Virtual Labs

Binary Classification and Decision Boundary Analysis using Logistic Regression

The objective of this experiment is to classify patients into two categories—dengue positive and dengue negative, based on a set of clinical features. The input to the model consists of multiple independent variables representing clinical attributes, while the output is a binary dependent variable indicating the presence or absence of the disease.

Step 1: Import Libraries: Initialize the environment by importing the required libraries: pandas, numpy, matplotlib, and scikit-learn.

Step 2: Load Dataset: Load the Dengue_dataset.csv. The dataset has 5000 rows and 17 columns out of which 16 columns (features) are Independent variables or Input features (X) and the last column i.e. dengue is dependent variable or output (Y). In which, each row represent samples of one patient.

Step 3: Data Analysis: Conduct initial data exploration using head(), tail(), info(), describe(), and isnull().sum() to understand the dataset structure and quality.

Step 4: Define Target and Features: Identify the target variable Dengue and define the feature set by excluding the target column from the dataset.

Step 5: Split Dataset: Partition the dataset into training (80%) and testing (20%) sets to facilitate model validation.

TASK DESCRIPTION: Decide whether each statement agrees with the dengue classification lab above, answering yes or no and quoting the deciding words of the text: 1. The dataset has 5000 rows and 17 columns. 2. The dataset is partitioned into 70% training and 30% testing sets. 3. Each row of the dataset holds samples from several patients.

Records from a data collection

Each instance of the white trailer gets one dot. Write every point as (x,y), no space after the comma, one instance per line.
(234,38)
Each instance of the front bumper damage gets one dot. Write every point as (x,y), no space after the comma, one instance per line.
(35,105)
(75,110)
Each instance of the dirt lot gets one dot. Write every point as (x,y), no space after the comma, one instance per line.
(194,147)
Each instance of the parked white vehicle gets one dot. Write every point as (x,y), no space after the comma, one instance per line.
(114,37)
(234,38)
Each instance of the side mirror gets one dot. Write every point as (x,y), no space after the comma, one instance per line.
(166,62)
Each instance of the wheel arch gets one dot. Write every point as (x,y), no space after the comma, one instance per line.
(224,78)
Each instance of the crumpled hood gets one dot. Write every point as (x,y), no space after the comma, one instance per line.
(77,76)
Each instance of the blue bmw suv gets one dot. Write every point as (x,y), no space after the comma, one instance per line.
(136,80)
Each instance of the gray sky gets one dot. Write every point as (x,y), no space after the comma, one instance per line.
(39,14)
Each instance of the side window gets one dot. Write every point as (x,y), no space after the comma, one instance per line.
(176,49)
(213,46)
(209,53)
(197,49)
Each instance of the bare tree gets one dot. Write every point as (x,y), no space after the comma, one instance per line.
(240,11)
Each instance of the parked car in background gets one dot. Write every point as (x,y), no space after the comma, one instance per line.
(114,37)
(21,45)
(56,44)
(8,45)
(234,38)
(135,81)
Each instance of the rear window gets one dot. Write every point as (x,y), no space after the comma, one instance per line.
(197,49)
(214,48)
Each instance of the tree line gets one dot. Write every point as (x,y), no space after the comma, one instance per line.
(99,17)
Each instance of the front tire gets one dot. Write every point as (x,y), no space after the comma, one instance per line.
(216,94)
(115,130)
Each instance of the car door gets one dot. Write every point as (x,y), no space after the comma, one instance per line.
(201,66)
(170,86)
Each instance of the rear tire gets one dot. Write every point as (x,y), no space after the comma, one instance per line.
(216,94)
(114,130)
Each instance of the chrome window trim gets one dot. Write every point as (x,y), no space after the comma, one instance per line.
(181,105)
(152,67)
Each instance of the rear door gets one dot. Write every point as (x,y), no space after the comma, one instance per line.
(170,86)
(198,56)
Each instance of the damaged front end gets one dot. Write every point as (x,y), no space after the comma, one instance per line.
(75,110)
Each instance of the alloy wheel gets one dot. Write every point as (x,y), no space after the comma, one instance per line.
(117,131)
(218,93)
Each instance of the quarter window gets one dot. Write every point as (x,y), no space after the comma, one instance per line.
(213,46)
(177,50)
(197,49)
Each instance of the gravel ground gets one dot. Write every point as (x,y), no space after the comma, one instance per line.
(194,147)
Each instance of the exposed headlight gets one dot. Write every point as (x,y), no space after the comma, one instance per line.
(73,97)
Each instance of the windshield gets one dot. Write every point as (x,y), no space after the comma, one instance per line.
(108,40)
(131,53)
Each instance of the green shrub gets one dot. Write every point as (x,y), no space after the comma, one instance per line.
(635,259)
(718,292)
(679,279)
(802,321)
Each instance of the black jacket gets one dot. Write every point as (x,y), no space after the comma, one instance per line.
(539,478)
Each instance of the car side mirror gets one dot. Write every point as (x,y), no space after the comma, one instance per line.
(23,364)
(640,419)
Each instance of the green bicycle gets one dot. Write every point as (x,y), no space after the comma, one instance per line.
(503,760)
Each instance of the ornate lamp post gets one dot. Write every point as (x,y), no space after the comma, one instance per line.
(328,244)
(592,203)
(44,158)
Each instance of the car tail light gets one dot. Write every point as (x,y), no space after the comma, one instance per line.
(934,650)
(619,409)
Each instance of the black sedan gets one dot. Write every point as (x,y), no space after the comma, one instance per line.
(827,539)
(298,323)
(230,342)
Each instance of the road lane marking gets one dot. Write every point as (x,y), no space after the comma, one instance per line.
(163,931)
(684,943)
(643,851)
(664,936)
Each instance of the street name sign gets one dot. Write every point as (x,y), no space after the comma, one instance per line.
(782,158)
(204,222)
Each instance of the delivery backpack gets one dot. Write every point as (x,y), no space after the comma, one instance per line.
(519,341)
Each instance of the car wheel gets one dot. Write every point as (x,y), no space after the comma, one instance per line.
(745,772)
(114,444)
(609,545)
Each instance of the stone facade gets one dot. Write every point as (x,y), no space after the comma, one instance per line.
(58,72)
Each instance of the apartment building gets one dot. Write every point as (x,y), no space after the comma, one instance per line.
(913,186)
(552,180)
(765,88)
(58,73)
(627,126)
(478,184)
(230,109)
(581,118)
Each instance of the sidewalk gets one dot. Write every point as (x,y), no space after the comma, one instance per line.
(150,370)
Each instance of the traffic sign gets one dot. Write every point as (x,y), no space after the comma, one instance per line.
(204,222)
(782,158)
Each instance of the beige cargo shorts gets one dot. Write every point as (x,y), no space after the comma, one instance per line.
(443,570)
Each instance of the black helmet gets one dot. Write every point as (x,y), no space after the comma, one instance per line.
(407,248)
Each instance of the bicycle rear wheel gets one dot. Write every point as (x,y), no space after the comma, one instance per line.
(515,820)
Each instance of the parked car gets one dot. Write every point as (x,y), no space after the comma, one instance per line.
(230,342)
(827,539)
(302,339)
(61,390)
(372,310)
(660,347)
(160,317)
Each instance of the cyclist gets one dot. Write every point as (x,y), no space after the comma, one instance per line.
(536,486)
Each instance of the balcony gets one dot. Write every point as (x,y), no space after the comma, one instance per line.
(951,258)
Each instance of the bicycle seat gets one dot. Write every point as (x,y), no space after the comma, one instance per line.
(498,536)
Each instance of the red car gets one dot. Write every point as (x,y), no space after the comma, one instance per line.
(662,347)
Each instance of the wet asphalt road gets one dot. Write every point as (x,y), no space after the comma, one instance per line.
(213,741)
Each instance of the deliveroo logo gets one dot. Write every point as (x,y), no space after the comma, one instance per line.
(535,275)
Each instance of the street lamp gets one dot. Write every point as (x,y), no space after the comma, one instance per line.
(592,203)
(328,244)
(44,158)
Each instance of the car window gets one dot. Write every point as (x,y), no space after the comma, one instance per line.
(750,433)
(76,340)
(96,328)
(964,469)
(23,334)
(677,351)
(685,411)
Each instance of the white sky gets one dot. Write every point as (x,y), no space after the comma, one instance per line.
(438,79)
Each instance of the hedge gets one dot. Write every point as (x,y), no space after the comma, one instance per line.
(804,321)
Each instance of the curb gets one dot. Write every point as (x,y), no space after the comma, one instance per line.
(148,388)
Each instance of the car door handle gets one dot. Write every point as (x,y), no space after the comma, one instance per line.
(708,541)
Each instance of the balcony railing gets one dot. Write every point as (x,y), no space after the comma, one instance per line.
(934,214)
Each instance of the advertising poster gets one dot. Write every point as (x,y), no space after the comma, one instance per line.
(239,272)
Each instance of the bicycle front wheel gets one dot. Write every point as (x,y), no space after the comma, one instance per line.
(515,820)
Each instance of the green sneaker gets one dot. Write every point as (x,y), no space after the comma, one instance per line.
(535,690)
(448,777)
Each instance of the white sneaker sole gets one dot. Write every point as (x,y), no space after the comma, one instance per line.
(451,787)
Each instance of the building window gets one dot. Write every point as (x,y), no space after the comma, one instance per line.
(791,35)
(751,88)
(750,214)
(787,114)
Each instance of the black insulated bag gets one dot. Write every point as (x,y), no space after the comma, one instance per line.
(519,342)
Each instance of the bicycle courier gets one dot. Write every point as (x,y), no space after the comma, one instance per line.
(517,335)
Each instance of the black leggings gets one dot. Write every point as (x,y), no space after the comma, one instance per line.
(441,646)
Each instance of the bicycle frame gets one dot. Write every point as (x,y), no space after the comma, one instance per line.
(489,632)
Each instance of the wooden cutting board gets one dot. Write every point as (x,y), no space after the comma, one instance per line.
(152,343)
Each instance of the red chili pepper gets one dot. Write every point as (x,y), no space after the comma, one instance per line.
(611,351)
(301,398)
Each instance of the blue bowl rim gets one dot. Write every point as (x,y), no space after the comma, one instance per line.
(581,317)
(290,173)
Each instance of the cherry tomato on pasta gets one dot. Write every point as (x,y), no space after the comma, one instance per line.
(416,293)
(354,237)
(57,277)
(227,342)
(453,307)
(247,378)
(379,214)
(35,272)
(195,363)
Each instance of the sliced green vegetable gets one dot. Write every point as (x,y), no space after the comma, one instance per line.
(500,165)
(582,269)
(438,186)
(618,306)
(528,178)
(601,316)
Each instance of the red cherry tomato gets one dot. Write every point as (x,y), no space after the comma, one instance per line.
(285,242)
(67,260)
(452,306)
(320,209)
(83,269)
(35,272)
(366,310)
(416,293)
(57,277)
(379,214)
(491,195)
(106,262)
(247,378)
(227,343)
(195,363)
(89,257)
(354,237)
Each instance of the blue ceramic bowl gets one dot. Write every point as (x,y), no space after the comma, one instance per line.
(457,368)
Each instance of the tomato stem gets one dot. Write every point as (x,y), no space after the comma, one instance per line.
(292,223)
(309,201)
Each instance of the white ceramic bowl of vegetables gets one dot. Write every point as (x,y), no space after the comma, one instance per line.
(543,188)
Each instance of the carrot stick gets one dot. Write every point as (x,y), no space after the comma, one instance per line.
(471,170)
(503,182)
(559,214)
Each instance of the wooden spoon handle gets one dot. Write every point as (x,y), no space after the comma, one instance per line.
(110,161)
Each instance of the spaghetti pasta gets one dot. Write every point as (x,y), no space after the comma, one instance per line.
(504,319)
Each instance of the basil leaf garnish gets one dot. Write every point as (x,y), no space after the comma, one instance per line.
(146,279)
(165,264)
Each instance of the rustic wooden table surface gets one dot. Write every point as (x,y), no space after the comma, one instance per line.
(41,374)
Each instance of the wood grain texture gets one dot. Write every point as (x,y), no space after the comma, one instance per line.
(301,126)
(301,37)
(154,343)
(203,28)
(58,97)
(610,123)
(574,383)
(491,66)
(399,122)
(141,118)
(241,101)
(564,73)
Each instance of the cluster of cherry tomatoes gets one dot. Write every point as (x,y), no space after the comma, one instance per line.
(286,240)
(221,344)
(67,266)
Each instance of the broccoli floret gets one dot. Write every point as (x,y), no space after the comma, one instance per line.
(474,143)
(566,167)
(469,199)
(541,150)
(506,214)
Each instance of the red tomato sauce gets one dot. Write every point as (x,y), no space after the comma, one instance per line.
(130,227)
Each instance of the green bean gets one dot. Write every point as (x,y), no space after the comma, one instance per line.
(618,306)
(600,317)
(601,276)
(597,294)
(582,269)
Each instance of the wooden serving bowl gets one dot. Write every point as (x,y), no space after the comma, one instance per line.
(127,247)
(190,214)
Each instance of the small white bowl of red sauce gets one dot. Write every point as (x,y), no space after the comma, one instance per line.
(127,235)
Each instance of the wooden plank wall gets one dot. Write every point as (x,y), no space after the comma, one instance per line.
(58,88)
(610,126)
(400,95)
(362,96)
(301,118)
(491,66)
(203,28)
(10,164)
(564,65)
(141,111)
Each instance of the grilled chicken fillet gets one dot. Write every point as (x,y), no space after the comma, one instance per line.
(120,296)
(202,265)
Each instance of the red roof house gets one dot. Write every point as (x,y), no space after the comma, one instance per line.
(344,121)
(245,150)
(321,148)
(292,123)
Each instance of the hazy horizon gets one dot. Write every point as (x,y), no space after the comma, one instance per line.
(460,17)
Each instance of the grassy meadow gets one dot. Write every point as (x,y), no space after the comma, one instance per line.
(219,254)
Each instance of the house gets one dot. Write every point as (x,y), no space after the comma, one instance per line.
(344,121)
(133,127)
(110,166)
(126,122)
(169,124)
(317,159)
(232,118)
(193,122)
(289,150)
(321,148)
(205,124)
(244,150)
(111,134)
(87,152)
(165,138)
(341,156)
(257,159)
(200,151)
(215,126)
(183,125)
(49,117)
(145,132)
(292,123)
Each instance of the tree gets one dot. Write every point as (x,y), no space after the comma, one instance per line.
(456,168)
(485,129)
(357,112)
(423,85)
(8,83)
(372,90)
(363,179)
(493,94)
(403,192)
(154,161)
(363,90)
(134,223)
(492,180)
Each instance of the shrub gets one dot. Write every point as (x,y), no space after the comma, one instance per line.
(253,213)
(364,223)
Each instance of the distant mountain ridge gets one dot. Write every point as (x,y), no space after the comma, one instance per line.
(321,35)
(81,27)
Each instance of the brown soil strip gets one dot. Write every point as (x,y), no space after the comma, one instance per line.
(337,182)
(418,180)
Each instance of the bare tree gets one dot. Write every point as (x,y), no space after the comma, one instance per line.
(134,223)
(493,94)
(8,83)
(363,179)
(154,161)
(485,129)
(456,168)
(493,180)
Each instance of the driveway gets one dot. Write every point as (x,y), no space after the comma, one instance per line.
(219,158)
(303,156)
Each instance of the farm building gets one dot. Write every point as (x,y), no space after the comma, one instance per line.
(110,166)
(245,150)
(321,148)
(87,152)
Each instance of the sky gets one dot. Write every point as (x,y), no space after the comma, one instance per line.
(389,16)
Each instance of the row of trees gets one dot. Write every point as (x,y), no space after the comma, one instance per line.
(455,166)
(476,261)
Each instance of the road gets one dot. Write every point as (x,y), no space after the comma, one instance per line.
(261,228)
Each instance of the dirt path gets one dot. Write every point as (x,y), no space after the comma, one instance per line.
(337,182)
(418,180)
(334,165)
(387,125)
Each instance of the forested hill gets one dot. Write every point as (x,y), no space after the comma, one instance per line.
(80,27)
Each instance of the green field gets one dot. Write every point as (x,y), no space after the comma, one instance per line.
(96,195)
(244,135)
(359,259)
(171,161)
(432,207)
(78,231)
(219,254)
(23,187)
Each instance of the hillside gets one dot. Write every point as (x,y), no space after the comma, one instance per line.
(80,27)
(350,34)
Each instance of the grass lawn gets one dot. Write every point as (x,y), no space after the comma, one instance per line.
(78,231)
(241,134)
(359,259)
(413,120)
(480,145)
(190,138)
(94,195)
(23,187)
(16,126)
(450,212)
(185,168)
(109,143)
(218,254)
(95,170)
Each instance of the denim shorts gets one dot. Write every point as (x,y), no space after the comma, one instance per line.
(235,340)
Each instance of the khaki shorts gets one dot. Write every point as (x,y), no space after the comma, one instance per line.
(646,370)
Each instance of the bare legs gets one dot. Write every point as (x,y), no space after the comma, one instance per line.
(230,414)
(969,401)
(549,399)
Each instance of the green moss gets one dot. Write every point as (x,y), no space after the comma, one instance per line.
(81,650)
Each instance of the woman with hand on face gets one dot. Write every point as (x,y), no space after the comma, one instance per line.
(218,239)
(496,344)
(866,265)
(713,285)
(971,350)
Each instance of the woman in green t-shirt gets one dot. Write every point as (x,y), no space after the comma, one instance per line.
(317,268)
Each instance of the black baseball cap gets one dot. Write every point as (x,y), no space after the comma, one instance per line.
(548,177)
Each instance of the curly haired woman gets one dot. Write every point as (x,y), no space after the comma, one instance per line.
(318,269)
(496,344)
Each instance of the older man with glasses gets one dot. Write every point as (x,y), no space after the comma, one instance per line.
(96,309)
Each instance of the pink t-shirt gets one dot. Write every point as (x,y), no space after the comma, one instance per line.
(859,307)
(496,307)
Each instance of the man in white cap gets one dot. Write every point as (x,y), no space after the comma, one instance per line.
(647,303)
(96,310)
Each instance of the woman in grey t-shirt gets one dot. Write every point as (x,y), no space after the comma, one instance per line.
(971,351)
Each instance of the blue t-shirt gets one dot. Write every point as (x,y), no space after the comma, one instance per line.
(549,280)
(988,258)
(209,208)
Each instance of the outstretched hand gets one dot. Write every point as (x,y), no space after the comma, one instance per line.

SOLUTION:
1. Yes: "The dataset has 5000 rows and 17 columns"
2. No: "Partition the dataset into training (80%) and testing (20%) sets"
3. No: "each row represent samples of one patient"